[Opening Data listing section]
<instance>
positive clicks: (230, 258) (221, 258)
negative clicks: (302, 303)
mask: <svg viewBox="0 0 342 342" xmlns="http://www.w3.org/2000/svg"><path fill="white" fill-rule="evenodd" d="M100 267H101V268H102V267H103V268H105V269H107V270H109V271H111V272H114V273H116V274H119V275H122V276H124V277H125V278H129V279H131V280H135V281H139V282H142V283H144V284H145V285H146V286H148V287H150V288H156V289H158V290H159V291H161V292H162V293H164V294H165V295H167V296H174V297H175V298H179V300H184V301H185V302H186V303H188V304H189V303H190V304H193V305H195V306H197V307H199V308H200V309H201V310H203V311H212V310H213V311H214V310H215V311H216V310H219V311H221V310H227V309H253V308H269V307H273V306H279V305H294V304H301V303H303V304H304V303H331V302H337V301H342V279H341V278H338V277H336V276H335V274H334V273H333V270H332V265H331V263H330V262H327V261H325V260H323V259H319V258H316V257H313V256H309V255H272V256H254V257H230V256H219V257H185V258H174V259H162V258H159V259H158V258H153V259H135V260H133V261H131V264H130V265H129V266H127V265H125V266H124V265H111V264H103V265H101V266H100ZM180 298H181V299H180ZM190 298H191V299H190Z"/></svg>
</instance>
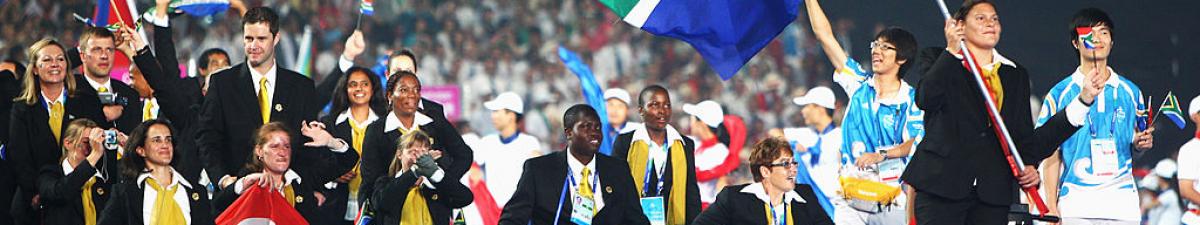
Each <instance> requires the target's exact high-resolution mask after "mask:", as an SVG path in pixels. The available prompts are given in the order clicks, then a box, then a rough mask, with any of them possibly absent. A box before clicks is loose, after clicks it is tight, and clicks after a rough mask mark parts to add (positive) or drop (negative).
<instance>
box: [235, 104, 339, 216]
mask: <svg viewBox="0 0 1200 225" xmlns="http://www.w3.org/2000/svg"><path fill="white" fill-rule="evenodd" d="M318 123H319V122H312V123H308V124H304V126H302V127H301V128H300V132H301V133H304V134H305V135H306V136H308V138H311V139H312V140H313V142H307V144H305V146H308V147H322V145H323V146H325V147H329V148H331V150H342V151H348V148H349V146H347V145H348V144H346V141H342V140H341V139H335V138H332V136H331V135H330V134H329V133H328V132H325V130H324V129H322V127H320V126H319V124H318ZM253 140H254V150H253V151H254V152H253V156H252V158H251V159H250V160H248V162H250V163H248V164H247V165H246V168H245V169H244V170H245V171H253V172H252V174H247V175H241V176H240V177H238V178H236V181H235V182H234V183H233V184H230V187H226V188H223V189H221V191H220V193H217V194H216V195H215V196H214V197H212V199H214V200H212V201H214V202H215V203H214V206H215V207H214V208H215V212H216V213H217V214H222V213H224V211H226V208H228V207H229V206H230V205H233V202H234V201H236V200H238V199H239V197H241V194H242V191H244V190H245V189H247V188H250V187H251V186H262V187H271V188H275V189H276V190H278V191H280V193H284V199H286V200H287V201H288V202H289V203H290V205H293V206H294V207H295V211H296V212H299V213H300V215H301V217H304V218H305V219H306V220H307V221H310V223H313V224H317V223H319V221H325V220H326V218H328V217H338V218H340V217H342V214H337V215H330V214H325V213H322V212H320V211H318V207H320V206H323V205H324V203H325V202H324V201H325V197H324V195H323V194H319V193H317V191H316V187H317V186H320V184H319V183H313V182H308V181H305V180H302V178H301V177H300V175H299V174H296V172H295V171H293V170H292V160H293V156H295V154H294V153H293V151H292V146H293V145H292V140H294V139H292V138H290V135H289V134H288V129H287V128H286V127H284V124H283V123H282V122H270V123H266V124H263V127H260V128H258V132H257V133H256V136H254V138H253ZM335 152H336V151H335ZM349 156H350V157H344V158H346V159H347V160H349V162H356V160H358V154H349ZM349 162H341V159H340V162H337V164H338V165H342V164H353V163H349ZM344 170H349V168H347V169H344Z"/></svg>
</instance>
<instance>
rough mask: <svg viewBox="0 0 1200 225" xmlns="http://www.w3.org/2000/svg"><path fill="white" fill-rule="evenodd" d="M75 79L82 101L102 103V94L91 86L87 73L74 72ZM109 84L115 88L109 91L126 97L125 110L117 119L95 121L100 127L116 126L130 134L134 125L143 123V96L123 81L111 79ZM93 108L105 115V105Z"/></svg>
mask: <svg viewBox="0 0 1200 225" xmlns="http://www.w3.org/2000/svg"><path fill="white" fill-rule="evenodd" d="M74 79H76V96H77V97H78V98H79V99H82V101H91V102H96V103H95V104H96V105H101V104H100V96H98V93H97V92H96V89H95V87H91V83H88V78H86V75H84V74H74ZM108 84H109V86H113V90H109V91H112V92H114V93H116V97H118V98H125V101H126V102H127V103H126V104H125V110H124V111H121V116H120V117H118V118H116V120H115V121H106V120H100V121H95V122H96V123H100V127H102V128H104V129H108V128H114V127H115V128H116V129H118V130H121V133H126V134H128V133H130V132H133V128H134V127H138V124H142V104H143V103H142V96H140V95H138V91H137V90H133V87H131V86H130V85H127V84H125V83H122V81H119V80H109V81H108ZM91 110H96V112H97V114H100V115H101V116H103V115H104V111H103V110H104V108H103V105H101V107H100V108H95V109H91ZM101 118H104V117H101Z"/></svg>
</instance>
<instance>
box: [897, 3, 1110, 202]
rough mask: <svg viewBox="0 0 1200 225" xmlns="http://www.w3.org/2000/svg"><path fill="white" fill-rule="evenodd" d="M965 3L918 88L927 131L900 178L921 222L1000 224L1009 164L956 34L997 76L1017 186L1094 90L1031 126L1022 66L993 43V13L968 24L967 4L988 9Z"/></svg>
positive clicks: (984, 67)
mask: <svg viewBox="0 0 1200 225" xmlns="http://www.w3.org/2000/svg"><path fill="white" fill-rule="evenodd" d="M964 5H965V6H964V8H965V10H960V11H962V12H959V16H956V20H955V22H956V23H952V22H947V26H946V37H947V43H948V44H949V45H950V48H947V50H946V51H942V53H941V56H938V59H937V60H936V61H935V62H934V63H932V65H931V66H930V71H929V72H926V73H925V75H924V78H923V79H922V80H920V85H919V87H918V89H917V98H916V102H917V107H919V108H920V109H923V110H925V129H926V134H925V139H924V140H923V141H922V142H920V144H919V145H918V146H917V152H916V153H914V156H913V158H912V162H910V163H908V168H907V169H906V170H905V172H904V175H902V177H901V180H904V181H905V182H907V183H910V184H912V187H913V188H916V189H917V196H916V200H914V203H913V206H914V211H916V217H917V218H916V219H917V223H919V224H922V225H929V224H955V225H959V224H1004V223H1006V219H1004V218H1006V215H1007V213H1008V208H1009V205H1010V203H1013V202H1014V200H1015V199H1016V184H1018V183H1014V182H1013V181H1014V178H1013V177H1014V175H1013V170H1012V169H1010V168H1009V163H1008V162H1007V160H1006V157H1004V152H1003V151H1008V150H1004V148H1001V145H1000V141H997V140H998V139H997V134H996V130H997V129H995V128H994V127H992V124H991V122H990V118H989V115H988V110H986V105H985V102H984V98H983V97H982V95H980V91H982V90H980V89H979V87H978V85H977V84H976V80H974V79H976V78H973V75H972V73H971V72H970V71H967V69H966V68H965V67H964V66H962V60H961V59H962V57H961V56H959V55H956V54H955V53H960V51H959V44H958V43H959V41H960V39H964V37H966V43H968V48H970V50H971V53H972V54H973V55H974V57H976V60H977V61H978V62H979V66H980V67H982V68H984V69H986V71H995V72H989V73H991V74H995V75H997V77H1000V78H997V79H998V81H1000V83H1001V84H1000V86H1001V89H1000V90H1001V91H1000V92H997V91H995V90H992V89H995V87H989V90H992V91H990V93H991V95H994V96H1003V98H1001V99H1000V101H1001V102H1000V104H997V105H996V107H997V108H998V109H1000V116H1001V117H1002V118H1003V120H1004V126H1006V127H1007V128H1008V132H1009V135H1010V138H1012V139H1013V142H1015V145H1016V146H1013V147H1015V148H1016V150H1018V151H1020V153H1021V159H1022V160H1024V163H1025V165H1019V166H1022V168H1024V169H1022V170H1021V172H1020V174H1019V175H1020V178H1019V183H1020V184H1021V186H1022V187H1036V186H1037V184H1038V182H1039V181H1038V172H1037V169H1036V168H1034V166H1036V165H1038V163H1039V162H1040V160H1042V159H1044V158H1045V157H1049V156H1050V154H1051V153H1054V151H1055V148H1056V147H1057V146H1058V145H1060V144H1062V142H1063V141H1064V140H1067V138H1069V136H1070V135H1072V134H1074V133H1075V130H1076V129H1079V126H1081V124H1082V122H1084V117H1085V116H1086V115H1087V107H1086V105H1088V104H1091V103H1092V101H1093V99H1094V96H1096V92H1097V91H1098V90H1099V89H1098V87H1097V86H1091V87H1090V89H1085V90H1084V93H1082V95H1080V98H1079V101H1074V102H1072V103H1069V104H1070V105H1069V107H1067V108H1066V109H1064V111H1066V112H1063V111H1060V112H1056V114H1055V116H1054V117H1051V118H1050V120H1049V121H1048V122H1046V123H1045V124H1044V126H1042V127H1039V128H1037V129H1034V128H1033V118H1032V110H1031V109H1030V102H1028V98H1027V97H1028V96H1030V75H1028V72H1027V71H1026V69H1025V68H1024V67H1019V66H1018V65H1016V63H1014V62H1013V61H1010V60H1008V59H1004V57H1003V56H1001V55H1000V53H998V51H996V50H995V43H996V42H997V41H998V34H1000V32H998V31H996V29H998V26H1000V25H998V20H995V22H990V23H985V22H973V20H974V19H970V20H971V22H970V23H968V20H965V19H964V18H966V17H967V16H966V13H967V12H966V11H971V12H970V13H972V14H979V16H980V17H984V18H992V17H994V16H995V8H994V7H991V4H990V2H986V1H982V2H980V1H967V2H965V4H964ZM972 6H973V7H972ZM971 17H974V16H971ZM962 24H965V25H962ZM962 26H966V28H965V29H962ZM964 32H965V35H964ZM989 37H994V38H989ZM989 84H990V81H989ZM1100 85H1103V83H1100ZM990 86H996V85H995V84H991V85H990ZM996 93H1002V95H996Z"/></svg>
[Closing Data listing section]
Reproduce exactly, and only, the part of the listing above that begins at the line with "box: [897, 3, 1110, 202]" and goes on through the line with "3L918 88L927 131L900".

box: [897, 3, 1110, 202]
rough mask: <svg viewBox="0 0 1200 225" xmlns="http://www.w3.org/2000/svg"><path fill="white" fill-rule="evenodd" d="M965 3L918 88L927 131L900 178L921 222L1000 224L1009 164L956 34L997 76L1017 186L1094 90L1031 126L1022 66L993 43V13L968 24L967 4L988 9Z"/></svg>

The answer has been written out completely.